Actions to take —
1. Write out the passage of the story about Mike T. from "Friends! Sometimes they" up to and including "mad at anyone.".
2. In the story about Mike T., what clothes did the narrator change into at lunch time before the meeting behind the school?

====== Extract ======

Uncle Sam and Highschool drama overlapped. In high school, a girl liked me. I liked the girl. The girl had a boyfriend. The boyfriend said he’d beat the crap out of me. Joannie was the blond. I had 5 sisters and they teased me so much I was afraid of having a girlfriend. Joannie, found ways to spend time with me. I met her mom. One day I went over to her house and she was in the middle of an argument with her mother. When her mother say me, she turned to Joannie and yelled, “No you CAN NOT stay home alone this weekend. You’re going with us. I don’t trust you.” She pointed at me. “I’d let you stay home alone with Mike. I trust HIM. He’s a true gentleman!”
That was nice of her to say but was a bit of an insult, even if true. Well the boyfriend, also named ‘Mike.’ I’ll call him Mike T., came up to me after a morning class and told me to stay away from his girlfriend. I told him we were just friends. He said he didn’t care and to meet him behind the school that afternoon.
Well, I figured he’d, at worst give me a black eye and maybe a bloody nose. I’ve had both before. You get over them. They’re not so bad and I wouldn’t run off. I was raised to understand sometimes you had to fight for something. Our family didn’t have extra money and I didn’t want to spoil the meager clothes I had. The yard where my home abutted the school property. I ran home at lunch time and changed into my oldest jeans and a flannel shirt, worn through at the elbows. I rolled up the sleeve and headed back to school. My buddies asked my why I changed. I told them I didn’t care if I got blood on them.
Friends! Sometimes they can make things better, sometimes worse. They started feeding stories to Mike T. They said I went home for my fighting clothes. They asked him if he had ever seen me with my shirt off. They told him my dad fought in the Golden Gloves boxing world when he was in high school. After class was a shocker. Mike T. apologized to me. He said it was Joannie he should be mad at. I told him he was crazy to be mad at anyone.
So now the overlap. Four years later I got drafted by the army, It was the era of the Vietnam war. Along with 400 guys I got off a bus at Fort Campbell, Kentucky. It was a U.S. Army training base. A couple drill sergeants had us line up, six or seven rows deep. I looked at the guy next to me and couldn’t believe who it was. There stood Mike T.
I said hello, but at first he didn’t recognize me. When he did, he asked me if I was worried about going to fight in the war.
I said, “There are enough things in life to worry about. I don’t have room for another. Did you and Joannie stay together? We need to catch up. Any minute I bet a Drill Seargent is going to pick on someone, just to scare us. I wonder who it’s going to be? Good thing we’re in the back…”
Mike T. stood stiff, his arms straight and at his sides. He motioned with head, kind of like a chicken pecking at something. I turned to face forward and my nose was almost touching the nose of a drill sergeant.
“What are you two sisters talking about?” he yelled, almost spitting. “Drop down and give me ten pushups!
I did what he said. I was in great shape. Ten were easy. I finished and jumped back up, tying my best to stand at attention.
“Tire you out!”
“Not really sir.”
“Don’t call me sir! Officers are ‘SIR.’ I’m a working man! I enlisted. You refer to me as Drill Sergeant!”

====== Record list ======

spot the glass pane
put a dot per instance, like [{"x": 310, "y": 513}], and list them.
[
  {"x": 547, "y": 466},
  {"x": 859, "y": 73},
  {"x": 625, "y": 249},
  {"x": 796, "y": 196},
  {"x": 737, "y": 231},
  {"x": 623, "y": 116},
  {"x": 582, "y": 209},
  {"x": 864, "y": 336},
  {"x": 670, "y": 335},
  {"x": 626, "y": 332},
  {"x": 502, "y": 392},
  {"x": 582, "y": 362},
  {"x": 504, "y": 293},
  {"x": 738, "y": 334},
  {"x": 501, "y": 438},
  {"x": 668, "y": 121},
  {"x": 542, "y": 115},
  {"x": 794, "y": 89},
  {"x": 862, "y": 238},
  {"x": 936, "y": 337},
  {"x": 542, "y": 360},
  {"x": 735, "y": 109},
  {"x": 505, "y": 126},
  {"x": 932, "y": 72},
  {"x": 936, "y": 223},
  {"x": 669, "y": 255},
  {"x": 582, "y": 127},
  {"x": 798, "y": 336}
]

======

Outputs in order —
1.
Friends! Sometimes they can make things better, sometimes worse. They started feeding stories to Mike T. They said I went home for my fighting clothes. They asked him if he had ever seen me with my shirt off. They told him my dad fought in the Golden Gloves boxing world when he was in high school. After class was a shocker. Mike T. apologized to me. He said it was Joannie he should be mad at. I told him he was crazy to be mad at anyone.

2. The narrator changed into the oldest pair of jeans and a flannel shirt worn through at the elbows.